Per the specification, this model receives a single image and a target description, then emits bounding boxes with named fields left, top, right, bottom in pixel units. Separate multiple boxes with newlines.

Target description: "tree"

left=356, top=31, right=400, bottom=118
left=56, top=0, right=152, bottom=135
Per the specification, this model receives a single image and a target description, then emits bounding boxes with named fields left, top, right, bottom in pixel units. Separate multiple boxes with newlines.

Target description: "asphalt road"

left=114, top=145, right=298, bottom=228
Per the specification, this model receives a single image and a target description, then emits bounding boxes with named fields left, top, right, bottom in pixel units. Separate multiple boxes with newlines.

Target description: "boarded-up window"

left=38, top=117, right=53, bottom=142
□ □ □ □ □
_AIM_.
Reproduce all of the rows above line for line, without changing a single character.

_WRITTEN ANSWER_.
Per the specification, this model receives a single image and a target description, then emits bounding boxes with named fields left, top, right, bottom in pixel units. Separate multiple boxes with newlines.

Target description: "tree"

left=356, top=31, right=400, bottom=118
left=56, top=0, right=152, bottom=135
Per the specification, this model receives a single image and a target description, then emits bounding boxes with named fields left, top, right, bottom in pixel units. Separate multiple boxes with newlines.

Target description: "asphalt road"

left=114, top=145, right=298, bottom=228
Per the specification, this model receives a single image and a target description, then emits bounding boxes with named fields left, top, right, bottom in pixel units. Separate multiple boxes with newlines.

Target description: "boarded-up window"

left=38, top=117, right=53, bottom=142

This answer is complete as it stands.